• WHAT YOU WILL DO
Copy out the entries exactly, from the first line to the last.

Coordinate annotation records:
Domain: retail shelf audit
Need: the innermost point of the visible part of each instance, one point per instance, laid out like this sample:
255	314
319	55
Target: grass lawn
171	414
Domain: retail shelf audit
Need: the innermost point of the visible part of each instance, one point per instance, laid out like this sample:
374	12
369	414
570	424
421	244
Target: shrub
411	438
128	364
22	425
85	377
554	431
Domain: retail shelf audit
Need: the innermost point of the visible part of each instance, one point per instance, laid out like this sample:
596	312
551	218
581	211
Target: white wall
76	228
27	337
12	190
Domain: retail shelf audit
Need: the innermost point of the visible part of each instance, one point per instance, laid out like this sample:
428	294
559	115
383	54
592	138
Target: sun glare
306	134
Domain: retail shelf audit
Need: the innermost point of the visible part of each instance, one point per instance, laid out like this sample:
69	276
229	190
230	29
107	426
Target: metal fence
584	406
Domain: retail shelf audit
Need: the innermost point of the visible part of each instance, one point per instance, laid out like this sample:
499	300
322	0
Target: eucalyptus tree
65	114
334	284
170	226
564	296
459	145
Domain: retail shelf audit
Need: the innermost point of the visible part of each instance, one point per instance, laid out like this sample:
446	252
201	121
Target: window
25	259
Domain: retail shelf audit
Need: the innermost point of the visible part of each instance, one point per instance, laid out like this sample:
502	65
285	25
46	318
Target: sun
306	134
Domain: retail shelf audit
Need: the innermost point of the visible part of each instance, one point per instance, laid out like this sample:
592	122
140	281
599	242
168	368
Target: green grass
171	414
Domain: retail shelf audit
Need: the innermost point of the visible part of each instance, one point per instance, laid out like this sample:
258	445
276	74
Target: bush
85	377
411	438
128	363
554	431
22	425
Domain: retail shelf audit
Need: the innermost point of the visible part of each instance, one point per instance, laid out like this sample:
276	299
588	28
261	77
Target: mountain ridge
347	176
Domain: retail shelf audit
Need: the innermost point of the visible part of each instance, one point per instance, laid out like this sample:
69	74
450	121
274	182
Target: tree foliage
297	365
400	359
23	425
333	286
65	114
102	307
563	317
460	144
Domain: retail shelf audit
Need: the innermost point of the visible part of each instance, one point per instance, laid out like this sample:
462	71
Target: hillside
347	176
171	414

• RESULT OF THIS EXERCISE
Domain: retail shelf audit
Need: the innermost point of the visible part of each instance, one point per instance, laid out like this sample:
255	314
319	55
Target: grass lawn
171	414
Domain: retail shelf audit
Need: the innermost point of the visible part of each instance, one point per instance, laid out like this sample:
374	12
369	414
570	424
421	244
Target: shrub
411	438
128	364
22	425
85	377
554	431
Domain: retail shelf audit
Need: the innermost point of the visible part of each instance, one point per instance, laid out like this sample:
596	312
551	218
581	211
Target: white wall
76	228
27	337
12	190
Domain: retail shelf audit
Need: the innermost point of the visible part of each instance, one point per instance, laid out like this sample:
428	294
559	115
383	54
592	138
Target: sun glare
306	134
Domain: retail shelf audit
Need: the innermost point of the visible part of each instance, one point per instance, laid out like this sample:
69	276
229	190
230	29
107	426
Target: metal fence
584	406
Domain: retail shelf audit
Need: the innermost point of the visible part of each instance, one point per instance, laid out like this sample:
499	300
322	0
Target: eucalyptus tree
65	114
334	284
170	226
564	296
459	145
Domain: retail shelf audit
Need: the innermost point of the visible part of each instance, one point per instance, laid out like this sample:
446	252
201	121
Target: window
25	259
Domain: retail shelf audit
Need: the innermost point of the visible part of each instance, one point per instance, laid out like this sample:
502	65
285	25
46	318
Target: sun
306	134
Domain: retail shelf audit
Need: the innermost point of the visible part of each instance, one point per instance, laid out like this sample:
592	122
140	281
599	242
168	368
Target: green grass
171	414
Domain: retail shelf audit
Need: the innermost point of the visible part of each instance, one point per instance, laid out like this sample:
258	445
276	74
Target: bush
85	377
411	438
128	363
554	431
22	425
Domain: retail shelf audit
Need: the innermost point of the visible part of each instance, one point per instance, laid out like this sample:
276	299
588	28
261	77
Target: mountain ridge
347	176
Domain: retail shelf audit
Need: the innermost point of the visible part of each instance, one point per instance, laid out like this sample:
69	74
450	121
274	182
Target: tree foliage
297	365
400	359
23	425
333	286
65	114
102	307
563	317
460	144
Domain: retail shelf audit
Need: the innermost point of the visible part of each instance, one point per instance, laid out like this sample:
462	71
Target: hillside
347	176
171	414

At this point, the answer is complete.